* **Your task**: Count the lines below that contain the word "water", matching case exactly, and give only the number.

-- Data rows start --

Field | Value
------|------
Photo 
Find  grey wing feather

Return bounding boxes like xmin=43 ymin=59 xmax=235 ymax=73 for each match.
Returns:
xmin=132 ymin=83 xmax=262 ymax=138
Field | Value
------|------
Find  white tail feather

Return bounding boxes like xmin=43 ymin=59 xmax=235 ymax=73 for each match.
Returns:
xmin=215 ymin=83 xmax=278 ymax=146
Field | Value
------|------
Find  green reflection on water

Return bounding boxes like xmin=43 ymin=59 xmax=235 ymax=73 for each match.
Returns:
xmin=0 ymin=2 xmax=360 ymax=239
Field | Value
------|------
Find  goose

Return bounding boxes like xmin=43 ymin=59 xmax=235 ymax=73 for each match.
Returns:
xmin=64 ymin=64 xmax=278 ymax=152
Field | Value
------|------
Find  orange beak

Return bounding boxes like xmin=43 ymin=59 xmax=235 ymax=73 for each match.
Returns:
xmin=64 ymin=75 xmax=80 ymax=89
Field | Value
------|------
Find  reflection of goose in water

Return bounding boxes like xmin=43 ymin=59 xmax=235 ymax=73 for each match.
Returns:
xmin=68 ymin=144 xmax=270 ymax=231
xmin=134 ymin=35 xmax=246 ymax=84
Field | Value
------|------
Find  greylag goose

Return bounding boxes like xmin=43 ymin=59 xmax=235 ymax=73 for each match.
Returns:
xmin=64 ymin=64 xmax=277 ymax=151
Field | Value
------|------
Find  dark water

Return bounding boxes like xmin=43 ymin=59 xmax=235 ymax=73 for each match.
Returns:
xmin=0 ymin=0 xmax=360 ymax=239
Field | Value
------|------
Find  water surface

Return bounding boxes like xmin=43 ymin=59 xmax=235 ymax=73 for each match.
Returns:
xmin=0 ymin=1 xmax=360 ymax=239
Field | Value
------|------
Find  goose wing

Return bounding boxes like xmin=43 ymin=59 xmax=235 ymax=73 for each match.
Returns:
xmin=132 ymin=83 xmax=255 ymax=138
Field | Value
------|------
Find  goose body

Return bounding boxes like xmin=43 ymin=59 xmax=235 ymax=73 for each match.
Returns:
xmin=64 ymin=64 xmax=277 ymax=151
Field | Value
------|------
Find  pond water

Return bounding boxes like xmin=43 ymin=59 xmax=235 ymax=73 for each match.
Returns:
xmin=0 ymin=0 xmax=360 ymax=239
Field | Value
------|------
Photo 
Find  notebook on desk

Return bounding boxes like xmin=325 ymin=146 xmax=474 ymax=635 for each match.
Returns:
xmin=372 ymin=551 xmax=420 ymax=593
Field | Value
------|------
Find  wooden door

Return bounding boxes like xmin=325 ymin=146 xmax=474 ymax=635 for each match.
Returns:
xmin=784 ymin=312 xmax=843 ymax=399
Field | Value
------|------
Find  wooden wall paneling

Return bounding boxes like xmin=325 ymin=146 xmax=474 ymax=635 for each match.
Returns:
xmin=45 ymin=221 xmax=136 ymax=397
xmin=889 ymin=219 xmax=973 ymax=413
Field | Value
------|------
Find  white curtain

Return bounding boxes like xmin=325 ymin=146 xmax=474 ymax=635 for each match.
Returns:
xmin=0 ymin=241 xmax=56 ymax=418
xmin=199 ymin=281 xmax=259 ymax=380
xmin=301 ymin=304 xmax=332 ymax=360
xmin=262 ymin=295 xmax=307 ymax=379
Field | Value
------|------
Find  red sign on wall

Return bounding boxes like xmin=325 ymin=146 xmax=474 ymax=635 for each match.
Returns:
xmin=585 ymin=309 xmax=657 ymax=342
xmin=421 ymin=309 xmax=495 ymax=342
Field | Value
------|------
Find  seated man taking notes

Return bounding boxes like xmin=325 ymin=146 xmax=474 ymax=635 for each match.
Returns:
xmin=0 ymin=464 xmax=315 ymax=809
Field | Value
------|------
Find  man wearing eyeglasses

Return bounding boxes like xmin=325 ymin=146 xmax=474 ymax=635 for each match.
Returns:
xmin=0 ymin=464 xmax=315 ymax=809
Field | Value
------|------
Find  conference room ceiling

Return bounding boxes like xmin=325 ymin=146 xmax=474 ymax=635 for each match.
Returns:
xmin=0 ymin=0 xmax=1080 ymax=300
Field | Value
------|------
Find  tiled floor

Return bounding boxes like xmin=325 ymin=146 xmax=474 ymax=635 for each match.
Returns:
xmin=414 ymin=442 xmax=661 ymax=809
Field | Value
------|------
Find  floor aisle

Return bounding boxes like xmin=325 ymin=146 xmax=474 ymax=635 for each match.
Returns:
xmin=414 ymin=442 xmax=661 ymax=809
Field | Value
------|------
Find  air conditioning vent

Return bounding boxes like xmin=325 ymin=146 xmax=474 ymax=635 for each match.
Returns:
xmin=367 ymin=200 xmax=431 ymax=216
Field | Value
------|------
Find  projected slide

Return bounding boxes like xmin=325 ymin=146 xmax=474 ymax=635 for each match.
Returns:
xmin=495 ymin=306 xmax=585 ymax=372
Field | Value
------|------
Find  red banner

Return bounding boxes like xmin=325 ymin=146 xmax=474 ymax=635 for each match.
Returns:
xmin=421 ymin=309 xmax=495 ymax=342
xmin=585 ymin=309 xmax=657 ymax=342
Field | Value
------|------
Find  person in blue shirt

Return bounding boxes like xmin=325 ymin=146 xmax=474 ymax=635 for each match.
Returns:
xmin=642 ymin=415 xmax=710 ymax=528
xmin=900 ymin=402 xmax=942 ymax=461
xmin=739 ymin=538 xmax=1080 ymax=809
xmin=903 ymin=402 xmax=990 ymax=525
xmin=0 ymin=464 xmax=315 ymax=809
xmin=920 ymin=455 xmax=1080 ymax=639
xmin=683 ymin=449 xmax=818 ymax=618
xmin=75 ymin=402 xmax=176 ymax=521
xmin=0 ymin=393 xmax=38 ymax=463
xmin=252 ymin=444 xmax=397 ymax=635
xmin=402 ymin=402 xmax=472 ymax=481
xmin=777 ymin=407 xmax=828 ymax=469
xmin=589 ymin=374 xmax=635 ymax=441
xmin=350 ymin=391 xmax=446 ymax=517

-- Data rows end --

* **Answer for the task**: 5